- **What is being asked**: In the records below, some lines contain the word "clicks". Copy each of them.

START Input data

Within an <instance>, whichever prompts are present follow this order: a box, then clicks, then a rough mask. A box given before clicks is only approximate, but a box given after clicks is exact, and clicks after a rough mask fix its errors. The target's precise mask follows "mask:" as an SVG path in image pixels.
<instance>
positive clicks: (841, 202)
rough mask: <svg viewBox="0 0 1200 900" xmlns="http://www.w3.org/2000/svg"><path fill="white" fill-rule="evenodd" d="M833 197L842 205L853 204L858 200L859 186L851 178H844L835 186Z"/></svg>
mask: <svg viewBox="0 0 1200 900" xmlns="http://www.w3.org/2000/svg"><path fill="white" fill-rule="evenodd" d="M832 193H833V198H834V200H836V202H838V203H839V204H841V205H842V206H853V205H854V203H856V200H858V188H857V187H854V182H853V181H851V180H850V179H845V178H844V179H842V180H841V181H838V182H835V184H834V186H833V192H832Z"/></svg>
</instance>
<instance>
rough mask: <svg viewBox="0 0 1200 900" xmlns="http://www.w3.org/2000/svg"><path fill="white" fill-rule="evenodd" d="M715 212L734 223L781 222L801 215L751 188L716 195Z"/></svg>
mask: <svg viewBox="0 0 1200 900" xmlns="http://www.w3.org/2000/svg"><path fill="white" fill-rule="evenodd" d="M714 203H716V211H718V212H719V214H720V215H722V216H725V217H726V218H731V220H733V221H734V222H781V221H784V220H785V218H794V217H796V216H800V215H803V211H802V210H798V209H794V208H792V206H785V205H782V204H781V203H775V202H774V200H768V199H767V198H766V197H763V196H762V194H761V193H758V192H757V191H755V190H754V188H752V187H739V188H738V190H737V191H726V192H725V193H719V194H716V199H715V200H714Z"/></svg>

END Input data

- **Solution for this task**:
Within an <instance>, whichever prompts are present follow this order: a box, then clicks, then a rough mask. A box given before clicks is only approximate, but a box given after clicks is exact, and clicks after a rough mask fix its errors. The target's precise mask follows "mask:" as an SVG path in image pixels.
positive clicks: (841, 202)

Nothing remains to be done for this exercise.